**EXERCISE BRIEF**:
Print the material below word for word, with every line kept unchanged and in its original order.

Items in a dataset
++++++

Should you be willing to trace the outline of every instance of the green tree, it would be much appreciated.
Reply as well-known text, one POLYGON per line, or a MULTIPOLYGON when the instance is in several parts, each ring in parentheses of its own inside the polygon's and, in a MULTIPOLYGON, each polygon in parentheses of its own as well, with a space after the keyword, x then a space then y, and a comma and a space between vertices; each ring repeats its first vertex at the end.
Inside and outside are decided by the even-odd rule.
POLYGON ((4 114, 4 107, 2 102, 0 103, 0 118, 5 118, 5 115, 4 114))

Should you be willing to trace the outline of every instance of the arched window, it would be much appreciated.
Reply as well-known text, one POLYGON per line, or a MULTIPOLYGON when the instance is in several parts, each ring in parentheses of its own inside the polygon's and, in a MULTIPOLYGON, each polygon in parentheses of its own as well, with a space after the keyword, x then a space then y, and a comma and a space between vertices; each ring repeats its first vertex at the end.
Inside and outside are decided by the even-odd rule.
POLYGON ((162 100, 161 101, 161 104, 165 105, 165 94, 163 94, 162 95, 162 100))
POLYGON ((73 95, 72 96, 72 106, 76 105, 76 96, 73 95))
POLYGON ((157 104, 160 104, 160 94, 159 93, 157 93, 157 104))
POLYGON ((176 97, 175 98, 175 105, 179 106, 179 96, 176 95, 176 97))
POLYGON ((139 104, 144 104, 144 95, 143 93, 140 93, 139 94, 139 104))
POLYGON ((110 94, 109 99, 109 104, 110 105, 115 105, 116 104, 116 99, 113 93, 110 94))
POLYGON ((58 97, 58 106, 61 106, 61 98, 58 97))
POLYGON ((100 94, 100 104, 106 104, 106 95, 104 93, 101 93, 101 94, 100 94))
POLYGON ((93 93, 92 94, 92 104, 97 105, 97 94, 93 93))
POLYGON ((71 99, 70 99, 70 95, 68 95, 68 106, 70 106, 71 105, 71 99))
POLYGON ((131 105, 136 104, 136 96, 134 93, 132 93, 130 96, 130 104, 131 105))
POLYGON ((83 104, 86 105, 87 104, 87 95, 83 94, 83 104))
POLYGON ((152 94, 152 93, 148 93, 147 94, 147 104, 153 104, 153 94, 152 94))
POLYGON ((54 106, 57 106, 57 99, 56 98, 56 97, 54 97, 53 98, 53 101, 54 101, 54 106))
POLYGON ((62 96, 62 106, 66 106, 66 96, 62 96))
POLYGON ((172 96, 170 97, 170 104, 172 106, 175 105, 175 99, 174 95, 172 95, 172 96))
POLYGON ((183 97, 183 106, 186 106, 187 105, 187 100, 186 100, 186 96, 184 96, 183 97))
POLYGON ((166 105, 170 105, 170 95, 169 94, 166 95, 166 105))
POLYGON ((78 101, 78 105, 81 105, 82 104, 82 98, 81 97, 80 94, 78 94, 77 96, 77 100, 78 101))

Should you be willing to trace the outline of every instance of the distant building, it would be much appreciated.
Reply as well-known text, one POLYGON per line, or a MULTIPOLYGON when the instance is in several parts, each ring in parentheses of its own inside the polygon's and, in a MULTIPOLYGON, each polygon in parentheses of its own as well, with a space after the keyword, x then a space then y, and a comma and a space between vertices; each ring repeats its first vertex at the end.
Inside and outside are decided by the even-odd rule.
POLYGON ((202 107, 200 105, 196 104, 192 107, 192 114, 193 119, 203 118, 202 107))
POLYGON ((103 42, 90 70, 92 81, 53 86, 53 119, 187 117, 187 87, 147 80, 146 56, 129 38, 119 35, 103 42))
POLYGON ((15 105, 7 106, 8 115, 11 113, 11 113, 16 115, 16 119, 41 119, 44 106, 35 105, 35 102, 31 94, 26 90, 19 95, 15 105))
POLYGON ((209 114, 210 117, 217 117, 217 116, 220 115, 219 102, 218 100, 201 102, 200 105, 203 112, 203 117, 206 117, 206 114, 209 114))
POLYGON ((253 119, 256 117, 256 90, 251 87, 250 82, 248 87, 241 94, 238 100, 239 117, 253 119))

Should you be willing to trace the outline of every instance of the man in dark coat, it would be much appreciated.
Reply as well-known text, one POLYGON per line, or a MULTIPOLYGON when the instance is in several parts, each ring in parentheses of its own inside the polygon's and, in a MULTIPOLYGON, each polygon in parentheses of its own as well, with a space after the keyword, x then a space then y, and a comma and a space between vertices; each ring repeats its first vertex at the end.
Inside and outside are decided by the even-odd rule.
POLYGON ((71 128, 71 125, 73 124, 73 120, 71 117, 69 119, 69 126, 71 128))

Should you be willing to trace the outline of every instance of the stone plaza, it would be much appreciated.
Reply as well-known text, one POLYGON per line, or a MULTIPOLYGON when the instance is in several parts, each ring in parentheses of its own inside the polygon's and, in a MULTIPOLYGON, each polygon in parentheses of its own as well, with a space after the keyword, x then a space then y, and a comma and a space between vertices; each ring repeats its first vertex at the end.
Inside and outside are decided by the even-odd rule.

++++++

**ANSWER BELOW**:
Should you be willing to trace the outline of every instance of the green tree, it would be much appreciated.
Reply as well-known text, one POLYGON per line, or a MULTIPOLYGON when the instance is in several parts, each ring in parentheses of its own inside the polygon's and, in a MULTIPOLYGON, each polygon in parentheses of its own as well, with a space after the keyword, x then a space then y, and a comma and a space between vertices; each ring repeats its first vertex at the end.
Inside and outside are decided by the even-odd rule.
POLYGON ((4 114, 4 107, 2 102, 0 103, 0 118, 5 118, 5 115, 4 114))

Should you be willing to trace the outline of every instance of the arched window, it would be much appreciated.
Reply as well-known text, one POLYGON per line, or a MULTIPOLYGON when the instance is in several parts, each ring in parentheses of its own inside the polygon's and, in a MULTIPOLYGON, each polygon in parentheses of its own as well, with a space after the keyword, x then a space then y, and a comma and a space between vertices; each ring repeats its first vertex at the end.
Inside and outside are decided by the even-odd rule.
POLYGON ((162 100, 161 101, 161 104, 165 105, 165 94, 163 94, 162 95, 162 100))
POLYGON ((73 95, 72 96, 72 106, 76 105, 76 96, 73 95))
POLYGON ((157 104, 160 104, 160 94, 159 93, 157 93, 157 104))
POLYGON ((176 97, 175 98, 175 105, 179 106, 179 96, 176 95, 176 97))
POLYGON ((139 104, 144 104, 144 95, 143 93, 140 93, 139 94, 139 104))
POLYGON ((110 94, 109 99, 109 104, 110 105, 115 105, 116 104, 116 99, 113 93, 110 94))
POLYGON ((58 97, 58 106, 61 106, 61 98, 58 97))
POLYGON ((100 94, 100 104, 106 104, 106 95, 104 93, 101 93, 101 94, 100 94))
POLYGON ((93 93, 92 94, 92 104, 97 105, 97 94, 93 93))
POLYGON ((71 99, 70 99, 70 95, 68 95, 68 106, 70 106, 71 105, 71 99))
POLYGON ((131 105, 136 104, 136 96, 134 93, 132 93, 130 96, 130 104, 131 105))
POLYGON ((83 104, 86 105, 87 104, 87 95, 83 94, 83 104))
POLYGON ((152 94, 152 93, 148 93, 147 94, 147 104, 153 104, 153 94, 152 94))
POLYGON ((54 106, 57 106, 57 99, 56 98, 56 97, 54 97, 53 98, 53 101, 54 101, 54 106))
POLYGON ((62 96, 62 106, 66 106, 66 96, 62 96))
POLYGON ((172 96, 170 97, 170 104, 172 106, 175 105, 175 99, 174 95, 172 95, 172 96))
POLYGON ((183 97, 183 106, 186 106, 187 105, 187 100, 186 100, 186 96, 184 96, 183 97))
POLYGON ((166 105, 170 105, 170 95, 169 94, 166 95, 166 105))
POLYGON ((78 101, 78 105, 81 105, 82 104, 82 98, 81 97, 80 94, 78 94, 77 96, 77 100, 78 101))

Should you be willing to trace the outline of every instance of the distant building, it would be much appreciated.
Reply as well-known text, one POLYGON per line, or a MULTIPOLYGON when the instance is in several parts, each ring in parentheses of its own inside the polygon's and, in a MULTIPOLYGON, each polygon in parentheses of its own as well, with a space after the keyword, x then a space then y, and a comma and a space between vertices; each ring repeats its first vertex at the end.
Inside and outside are decided by the even-odd rule.
POLYGON ((202 107, 200 105, 196 104, 192 107, 192 114, 193 119, 203 118, 202 107))
POLYGON ((103 42, 90 70, 92 81, 53 86, 53 119, 187 117, 187 87, 147 80, 146 56, 129 38, 119 35, 103 42))
POLYGON ((15 105, 7 106, 8 115, 11 113, 11 113, 16 115, 16 119, 41 119, 44 106, 35 105, 35 102, 31 94, 26 90, 19 95, 15 105))
POLYGON ((209 114, 210 117, 217 117, 217 116, 220 115, 219 102, 218 100, 201 102, 200 105, 203 112, 203 117, 206 117, 206 114, 209 114))
POLYGON ((253 119, 256 117, 256 90, 251 87, 250 82, 248 87, 241 94, 238 100, 239 117, 253 119))

Should you be willing to trace the outline of every instance of the man in dark coat, it would be much appreciated.
Reply as well-known text, one POLYGON per line, or a MULTIPOLYGON when the instance is in several parts, each ring in parentheses of its own inside the polygon's and, in a MULTIPOLYGON, each polygon in parentheses of its own as well, with a space after the keyword, x then a space then y, and a comma and a space between vertices; each ring repeats its first vertex at the end.
Inside and outside are decided by the even-odd rule.
POLYGON ((71 128, 71 125, 73 124, 73 120, 71 117, 69 119, 69 126, 71 128))

Should you be willing to trace the outline of every instance of the stone plaza, it would be much appreciated.
Reply as well-known text, one POLYGON per line, or a MULTIPOLYGON when the instance is in several parts, each ring in parentheses of its own inside the polygon's and, in a MULTIPOLYGON, each polygon in parentheses of its own as well, with a space after the keyword, x then a space then y, and a comma and a space between vertices; each ring repeats its first vertex at the end.
Inside and outside are decided by the even-odd rule.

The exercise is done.